(Rows from a box labeling dataset)
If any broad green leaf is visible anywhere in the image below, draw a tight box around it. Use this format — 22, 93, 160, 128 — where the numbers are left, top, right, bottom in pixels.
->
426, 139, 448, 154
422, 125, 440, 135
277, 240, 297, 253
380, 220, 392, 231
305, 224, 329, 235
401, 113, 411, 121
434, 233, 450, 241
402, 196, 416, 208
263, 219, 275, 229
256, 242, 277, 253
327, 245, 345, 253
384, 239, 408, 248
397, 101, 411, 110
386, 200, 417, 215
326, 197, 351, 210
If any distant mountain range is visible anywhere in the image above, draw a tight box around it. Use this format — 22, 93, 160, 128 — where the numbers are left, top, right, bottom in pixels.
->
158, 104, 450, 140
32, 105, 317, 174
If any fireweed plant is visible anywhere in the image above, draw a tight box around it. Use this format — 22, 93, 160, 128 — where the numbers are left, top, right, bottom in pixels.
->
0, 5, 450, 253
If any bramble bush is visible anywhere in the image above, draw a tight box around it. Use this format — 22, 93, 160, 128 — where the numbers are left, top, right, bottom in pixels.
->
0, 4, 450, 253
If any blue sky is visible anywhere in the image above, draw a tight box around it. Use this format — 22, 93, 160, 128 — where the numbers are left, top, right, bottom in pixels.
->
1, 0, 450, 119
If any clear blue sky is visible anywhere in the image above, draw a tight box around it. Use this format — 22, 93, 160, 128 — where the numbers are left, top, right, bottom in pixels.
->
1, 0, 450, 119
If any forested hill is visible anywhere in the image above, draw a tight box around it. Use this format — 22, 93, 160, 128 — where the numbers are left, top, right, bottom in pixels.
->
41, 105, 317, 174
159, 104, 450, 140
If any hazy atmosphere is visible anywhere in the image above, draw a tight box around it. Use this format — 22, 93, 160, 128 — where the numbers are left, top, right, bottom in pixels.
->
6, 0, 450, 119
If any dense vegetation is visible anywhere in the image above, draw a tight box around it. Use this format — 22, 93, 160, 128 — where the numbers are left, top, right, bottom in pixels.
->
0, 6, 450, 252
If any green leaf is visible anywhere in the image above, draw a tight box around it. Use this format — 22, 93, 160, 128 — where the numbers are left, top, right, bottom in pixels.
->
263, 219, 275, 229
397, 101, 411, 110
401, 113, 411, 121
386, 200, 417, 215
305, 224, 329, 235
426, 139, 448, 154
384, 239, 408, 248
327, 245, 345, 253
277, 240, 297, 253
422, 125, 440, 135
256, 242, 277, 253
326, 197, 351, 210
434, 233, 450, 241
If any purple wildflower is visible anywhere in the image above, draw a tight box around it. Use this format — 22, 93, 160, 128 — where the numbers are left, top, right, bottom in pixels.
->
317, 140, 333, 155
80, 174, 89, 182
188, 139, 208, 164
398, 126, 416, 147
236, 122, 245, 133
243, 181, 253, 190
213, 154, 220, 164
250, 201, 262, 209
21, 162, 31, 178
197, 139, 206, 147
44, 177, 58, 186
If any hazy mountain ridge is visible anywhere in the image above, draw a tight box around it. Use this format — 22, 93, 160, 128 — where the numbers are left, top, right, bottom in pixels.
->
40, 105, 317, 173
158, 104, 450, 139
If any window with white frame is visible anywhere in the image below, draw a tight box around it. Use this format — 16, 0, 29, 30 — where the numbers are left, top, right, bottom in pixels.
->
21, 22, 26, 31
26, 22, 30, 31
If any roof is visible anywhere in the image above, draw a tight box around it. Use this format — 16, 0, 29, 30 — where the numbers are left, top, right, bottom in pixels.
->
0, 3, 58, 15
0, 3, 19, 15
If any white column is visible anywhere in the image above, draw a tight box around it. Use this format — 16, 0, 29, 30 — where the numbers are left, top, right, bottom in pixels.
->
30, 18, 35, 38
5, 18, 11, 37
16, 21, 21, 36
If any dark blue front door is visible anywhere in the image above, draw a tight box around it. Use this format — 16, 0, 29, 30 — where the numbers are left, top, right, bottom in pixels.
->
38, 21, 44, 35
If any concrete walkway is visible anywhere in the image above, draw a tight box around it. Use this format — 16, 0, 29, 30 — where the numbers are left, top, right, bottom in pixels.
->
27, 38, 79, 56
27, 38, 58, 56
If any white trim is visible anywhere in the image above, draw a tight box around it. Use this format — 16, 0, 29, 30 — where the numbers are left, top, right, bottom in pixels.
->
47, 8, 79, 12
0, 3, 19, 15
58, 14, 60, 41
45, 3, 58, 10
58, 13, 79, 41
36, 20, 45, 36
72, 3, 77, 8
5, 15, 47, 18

### Task prompt
Rewrite every line of the listing above, changing each "draw a tight box around it" to "outline it with a tight box" and leaving everything else as it is.

### In response
If any broad green leaf is visible anywhere in the image below, outline it with a tight box. Use this format — 22, 93, 160, 128 — where the numbers are left, top, right, bottom in pixels.
->
426, 139, 448, 154
422, 125, 440, 135
277, 240, 297, 253
380, 220, 392, 231
305, 224, 329, 235
401, 113, 411, 121
434, 233, 450, 241
402, 196, 416, 208
263, 219, 275, 229
256, 242, 277, 253
327, 245, 345, 253
384, 239, 408, 248
397, 101, 411, 110
386, 200, 417, 215
326, 197, 351, 210
If any distant mountain range is visible anywhere in the image above, outline it with a tight box. Use this format — 22, 93, 160, 128 — where the numbers are left, top, right, bottom in pixels.
->
158, 104, 450, 140
32, 105, 317, 174
If any fireweed plant is visible anywhere in the image above, outline it with a tight box. Use this format — 22, 93, 160, 128 — where the numbers are left, top, right, bottom in pixels.
->
0, 5, 450, 253
If any bramble bush is visible anywhere in the image above, outline it with a tight box. Use this format — 22, 93, 160, 128 — where the numbers are left, top, right, bottom in pixels.
->
0, 4, 450, 253
If any blue sky is visible anywhere in the image above, outline it with a tight box. Use this format — 22, 93, 160, 128 — where the numbers are left, top, right, bottom in pixels.
->
1, 0, 450, 119
If any clear blue sky is visible anywhere in the image above, outline it with a tight box. Use this format — 22, 93, 160, 128 — where the numbers are left, top, right, bottom in pixels.
->
1, 0, 450, 119
If any forested hill is visible anywhere in the image above, outline it with a tight box. Use this format — 22, 93, 160, 128 — where the numbers are left, top, right, bottom in pixels.
->
41, 105, 317, 174
159, 104, 450, 140
If any hazy atmosphere is visible anywhere in the image above, outline it with a tight box. Use this format — 22, 93, 160, 128 — where the numbers are left, top, right, bottom in pixels.
->
6, 0, 450, 119
If any dense vegetation is visible anywhere in the image above, outline it with a tight box. Use this format — 22, 93, 160, 128 — where the numbers are left, top, right, bottom in pixels.
->
0, 6, 450, 252
If any green leaf is visible anywhere in the image above, outline it with a tight box. Use this format — 22, 93, 160, 128 — where the numbers are left, top, right, bottom in pixels.
->
263, 219, 275, 229
397, 101, 411, 110
401, 113, 411, 121
386, 200, 417, 215
305, 224, 329, 235
426, 139, 448, 154
384, 239, 408, 248
327, 245, 345, 253
277, 240, 297, 253
422, 125, 440, 135
256, 242, 277, 253
326, 197, 351, 210
434, 233, 450, 241
If any purple wildflower is visible anywhere in the image above, outline it with a tight box. Use this format — 22, 93, 160, 128 — where the numbers are left, top, right, bottom in pixels.
->
317, 140, 333, 155
80, 174, 89, 182
188, 139, 208, 164
398, 126, 416, 147
236, 122, 245, 133
243, 181, 253, 190
213, 154, 220, 164
250, 201, 262, 209
21, 162, 31, 178
197, 139, 206, 147
44, 177, 58, 186
If any hazy mountain ridge is visible anywhere in the image above, outline it with a tight box. Use this format — 22, 93, 160, 128 — where the numbers are left, top, right, bottom in pixels.
->
40, 105, 317, 173
158, 104, 450, 139
If any window with white frame is visible anywhere in the image below, outline it with a tight box. Use this format — 16, 0, 29, 30 — where the numbers are left, top, right, bottom in pixels.
->
21, 22, 26, 31
26, 22, 30, 31
If any roof is visible anywhere in the image above, outline it with a tight box. Use this format — 16, 0, 29, 30 — where the numbers are left, top, right, bottom in pixels.
->
0, 3, 58, 15
0, 3, 19, 15
If any white column is visible anywhere in the image above, outline it with a tight box. Use this format — 16, 0, 29, 30 — where the numbers are left, top, right, bottom in pixels.
->
30, 18, 35, 38
5, 18, 11, 37
16, 21, 21, 36
If any dark blue front door is visible anywhere in the image above, outline it with a tight box. Use this format — 16, 0, 29, 30 — where the numbers are left, top, right, bottom in pixels.
->
38, 21, 44, 35
If any concrete walkway is visible anywhere in the image above, outline it with a tight box. Use this format — 16, 0, 29, 30 — where the numbers are left, top, right, bottom in pixels.
->
27, 38, 79, 56
27, 38, 58, 56
If any white trim is visible anywhere in the image above, outline it with a tight box. Use this format — 16, 0, 29, 30 — where the numbers are left, top, right, bottom in pixels.
->
47, 8, 79, 12
0, 3, 19, 15
58, 14, 60, 41
45, 3, 58, 10
58, 13, 79, 41
36, 20, 45, 36
72, 3, 77, 8
5, 15, 47, 18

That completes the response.